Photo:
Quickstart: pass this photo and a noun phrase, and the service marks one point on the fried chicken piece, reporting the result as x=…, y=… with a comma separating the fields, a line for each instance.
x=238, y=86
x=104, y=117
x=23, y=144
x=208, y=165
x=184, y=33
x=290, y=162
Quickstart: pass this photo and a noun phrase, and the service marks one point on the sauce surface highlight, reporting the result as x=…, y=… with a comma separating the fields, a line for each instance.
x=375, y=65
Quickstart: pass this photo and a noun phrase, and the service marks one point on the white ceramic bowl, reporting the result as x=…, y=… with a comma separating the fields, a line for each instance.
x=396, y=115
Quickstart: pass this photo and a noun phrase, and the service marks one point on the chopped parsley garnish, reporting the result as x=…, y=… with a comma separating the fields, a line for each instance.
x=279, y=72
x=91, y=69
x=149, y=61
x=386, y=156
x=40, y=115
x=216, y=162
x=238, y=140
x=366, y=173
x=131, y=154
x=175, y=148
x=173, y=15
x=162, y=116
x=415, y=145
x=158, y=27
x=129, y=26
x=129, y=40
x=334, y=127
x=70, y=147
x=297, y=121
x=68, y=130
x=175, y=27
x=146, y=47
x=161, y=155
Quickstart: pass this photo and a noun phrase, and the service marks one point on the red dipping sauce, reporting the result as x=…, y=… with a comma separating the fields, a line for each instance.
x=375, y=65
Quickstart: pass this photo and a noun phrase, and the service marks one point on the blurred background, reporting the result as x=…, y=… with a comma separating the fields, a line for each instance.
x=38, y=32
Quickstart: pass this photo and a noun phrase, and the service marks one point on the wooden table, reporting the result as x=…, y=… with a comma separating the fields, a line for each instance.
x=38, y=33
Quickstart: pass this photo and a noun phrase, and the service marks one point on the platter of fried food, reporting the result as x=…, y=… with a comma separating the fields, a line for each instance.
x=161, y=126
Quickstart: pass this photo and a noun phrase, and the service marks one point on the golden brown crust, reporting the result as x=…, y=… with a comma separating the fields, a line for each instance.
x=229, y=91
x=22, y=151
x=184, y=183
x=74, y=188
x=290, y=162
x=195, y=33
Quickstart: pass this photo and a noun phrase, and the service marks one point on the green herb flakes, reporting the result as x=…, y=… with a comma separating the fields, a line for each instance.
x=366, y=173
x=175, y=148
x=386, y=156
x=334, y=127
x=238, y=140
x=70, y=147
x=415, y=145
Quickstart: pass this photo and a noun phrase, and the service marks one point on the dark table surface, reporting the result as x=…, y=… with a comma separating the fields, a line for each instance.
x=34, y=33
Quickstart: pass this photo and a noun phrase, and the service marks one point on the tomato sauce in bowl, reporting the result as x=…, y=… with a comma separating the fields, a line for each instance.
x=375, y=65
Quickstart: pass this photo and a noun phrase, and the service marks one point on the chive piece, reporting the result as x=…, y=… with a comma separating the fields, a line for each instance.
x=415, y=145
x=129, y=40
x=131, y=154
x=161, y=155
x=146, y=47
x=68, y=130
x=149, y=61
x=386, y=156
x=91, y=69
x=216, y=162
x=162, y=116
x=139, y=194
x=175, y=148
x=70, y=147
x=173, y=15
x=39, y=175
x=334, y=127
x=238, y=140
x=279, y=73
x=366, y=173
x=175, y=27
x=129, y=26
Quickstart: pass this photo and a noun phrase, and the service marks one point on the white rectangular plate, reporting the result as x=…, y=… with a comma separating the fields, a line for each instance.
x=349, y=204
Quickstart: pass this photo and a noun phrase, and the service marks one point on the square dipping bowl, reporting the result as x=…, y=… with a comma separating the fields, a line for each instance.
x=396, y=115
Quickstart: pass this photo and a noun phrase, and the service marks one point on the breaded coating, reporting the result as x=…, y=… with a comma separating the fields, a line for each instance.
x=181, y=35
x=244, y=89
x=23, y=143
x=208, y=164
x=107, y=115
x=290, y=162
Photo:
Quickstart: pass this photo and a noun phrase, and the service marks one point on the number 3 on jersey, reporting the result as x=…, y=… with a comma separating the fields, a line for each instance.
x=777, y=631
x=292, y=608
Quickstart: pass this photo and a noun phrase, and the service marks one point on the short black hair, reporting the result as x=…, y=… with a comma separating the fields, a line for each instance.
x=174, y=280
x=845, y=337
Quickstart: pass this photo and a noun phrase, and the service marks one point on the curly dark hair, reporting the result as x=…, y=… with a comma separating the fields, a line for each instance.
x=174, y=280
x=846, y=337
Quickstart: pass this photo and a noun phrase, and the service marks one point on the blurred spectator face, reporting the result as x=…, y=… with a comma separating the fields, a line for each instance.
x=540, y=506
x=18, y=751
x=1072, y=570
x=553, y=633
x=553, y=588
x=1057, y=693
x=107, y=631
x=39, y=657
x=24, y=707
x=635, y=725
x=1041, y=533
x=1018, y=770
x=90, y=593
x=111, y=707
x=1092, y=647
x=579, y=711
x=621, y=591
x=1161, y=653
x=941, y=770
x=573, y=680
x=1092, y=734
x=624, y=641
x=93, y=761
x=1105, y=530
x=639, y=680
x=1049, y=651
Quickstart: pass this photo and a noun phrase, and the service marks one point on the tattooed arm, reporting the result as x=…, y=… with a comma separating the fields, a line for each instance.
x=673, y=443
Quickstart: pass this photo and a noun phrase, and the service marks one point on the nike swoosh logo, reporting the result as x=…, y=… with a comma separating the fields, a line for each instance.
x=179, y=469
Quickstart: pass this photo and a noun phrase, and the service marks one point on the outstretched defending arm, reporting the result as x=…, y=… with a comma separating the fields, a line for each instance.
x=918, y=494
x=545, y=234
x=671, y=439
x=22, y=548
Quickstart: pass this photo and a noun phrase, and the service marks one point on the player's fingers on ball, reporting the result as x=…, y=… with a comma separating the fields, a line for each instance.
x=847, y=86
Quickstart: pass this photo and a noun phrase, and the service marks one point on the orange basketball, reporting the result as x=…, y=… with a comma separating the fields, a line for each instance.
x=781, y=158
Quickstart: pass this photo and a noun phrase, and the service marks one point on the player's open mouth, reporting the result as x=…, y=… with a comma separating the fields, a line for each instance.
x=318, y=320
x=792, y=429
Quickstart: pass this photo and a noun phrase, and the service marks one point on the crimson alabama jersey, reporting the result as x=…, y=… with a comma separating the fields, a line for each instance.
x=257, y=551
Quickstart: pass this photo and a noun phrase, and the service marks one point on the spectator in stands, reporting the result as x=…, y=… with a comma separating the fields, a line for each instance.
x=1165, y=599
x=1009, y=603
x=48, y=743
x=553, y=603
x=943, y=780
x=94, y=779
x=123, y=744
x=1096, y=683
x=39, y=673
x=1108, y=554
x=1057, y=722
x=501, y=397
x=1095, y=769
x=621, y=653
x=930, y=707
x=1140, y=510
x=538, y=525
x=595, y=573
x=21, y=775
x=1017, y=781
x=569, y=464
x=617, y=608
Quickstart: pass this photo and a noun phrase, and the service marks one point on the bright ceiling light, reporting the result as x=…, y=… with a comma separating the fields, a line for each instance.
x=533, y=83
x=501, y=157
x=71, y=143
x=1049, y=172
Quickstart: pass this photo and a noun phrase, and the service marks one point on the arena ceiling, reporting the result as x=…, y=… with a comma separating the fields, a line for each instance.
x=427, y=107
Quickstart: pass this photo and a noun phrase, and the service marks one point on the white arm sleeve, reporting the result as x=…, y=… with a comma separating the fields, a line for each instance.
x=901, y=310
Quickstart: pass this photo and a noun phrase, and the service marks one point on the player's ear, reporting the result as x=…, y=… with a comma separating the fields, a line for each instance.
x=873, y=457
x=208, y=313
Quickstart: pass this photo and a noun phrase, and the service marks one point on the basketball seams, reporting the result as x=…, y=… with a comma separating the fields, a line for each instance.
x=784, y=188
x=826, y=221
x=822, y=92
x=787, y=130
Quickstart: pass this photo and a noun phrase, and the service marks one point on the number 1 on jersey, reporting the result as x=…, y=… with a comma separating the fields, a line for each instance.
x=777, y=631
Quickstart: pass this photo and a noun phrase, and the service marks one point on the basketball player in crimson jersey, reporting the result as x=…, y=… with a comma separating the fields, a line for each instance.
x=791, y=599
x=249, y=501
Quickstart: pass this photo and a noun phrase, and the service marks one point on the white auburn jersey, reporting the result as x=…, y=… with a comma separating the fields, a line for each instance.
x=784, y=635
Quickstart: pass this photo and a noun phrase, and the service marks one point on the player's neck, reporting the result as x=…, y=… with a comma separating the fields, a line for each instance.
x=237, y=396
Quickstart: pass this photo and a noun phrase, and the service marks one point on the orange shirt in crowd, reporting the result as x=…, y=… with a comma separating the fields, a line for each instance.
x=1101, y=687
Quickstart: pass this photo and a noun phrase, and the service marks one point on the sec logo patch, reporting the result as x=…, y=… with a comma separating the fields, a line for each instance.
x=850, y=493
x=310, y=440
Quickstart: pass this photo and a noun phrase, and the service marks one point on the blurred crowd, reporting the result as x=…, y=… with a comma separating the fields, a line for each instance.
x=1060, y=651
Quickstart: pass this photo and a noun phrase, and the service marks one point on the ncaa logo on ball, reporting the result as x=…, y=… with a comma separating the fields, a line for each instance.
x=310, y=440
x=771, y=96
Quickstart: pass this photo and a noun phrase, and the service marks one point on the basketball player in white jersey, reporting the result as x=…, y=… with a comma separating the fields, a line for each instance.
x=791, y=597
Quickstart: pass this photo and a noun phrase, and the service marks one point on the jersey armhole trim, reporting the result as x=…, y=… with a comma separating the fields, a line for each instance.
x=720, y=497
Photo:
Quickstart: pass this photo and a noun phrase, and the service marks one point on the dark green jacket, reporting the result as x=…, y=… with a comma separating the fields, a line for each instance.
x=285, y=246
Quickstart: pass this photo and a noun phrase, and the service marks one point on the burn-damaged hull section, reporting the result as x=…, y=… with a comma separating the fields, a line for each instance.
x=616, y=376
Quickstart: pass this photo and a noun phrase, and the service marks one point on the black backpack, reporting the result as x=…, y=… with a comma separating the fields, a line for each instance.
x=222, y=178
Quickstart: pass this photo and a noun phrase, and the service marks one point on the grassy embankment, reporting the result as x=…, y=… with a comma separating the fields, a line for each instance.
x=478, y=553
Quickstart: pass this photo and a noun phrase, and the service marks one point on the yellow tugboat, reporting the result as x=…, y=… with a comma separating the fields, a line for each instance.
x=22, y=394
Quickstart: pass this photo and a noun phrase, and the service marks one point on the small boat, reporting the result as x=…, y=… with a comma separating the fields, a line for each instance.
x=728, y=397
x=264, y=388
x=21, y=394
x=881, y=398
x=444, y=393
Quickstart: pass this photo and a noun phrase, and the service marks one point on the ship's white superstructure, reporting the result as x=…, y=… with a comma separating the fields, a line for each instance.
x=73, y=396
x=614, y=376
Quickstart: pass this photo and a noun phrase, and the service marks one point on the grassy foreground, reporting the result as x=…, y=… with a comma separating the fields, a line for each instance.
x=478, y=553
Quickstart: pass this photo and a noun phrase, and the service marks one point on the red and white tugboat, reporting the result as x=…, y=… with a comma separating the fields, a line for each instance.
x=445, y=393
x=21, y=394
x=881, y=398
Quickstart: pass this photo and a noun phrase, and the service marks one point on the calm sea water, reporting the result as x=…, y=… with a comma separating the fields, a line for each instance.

TASK STATEMENT: Reproduce the material between the lines holding "on the breaded" and "x=292, y=608", inclusive, replacing "jersey" with "shirt" and leaving everything else unchanged.

ANSWER IN FULL:
Quickstart: pass this photo and a noun phrase, and the service marks one point on the breaded coating, reporting the result as x=…, y=… with a comma separating the fields, a line for each instance.
x=181, y=35
x=244, y=89
x=23, y=143
x=208, y=164
x=107, y=115
x=290, y=162
Photo:
Quickstart: pass this photo and a noun phrase, and the service marks one point on the number 3 on shirt, reporting the result as x=…, y=… with a comma separating the fields, a line for each instance.
x=777, y=631
x=292, y=608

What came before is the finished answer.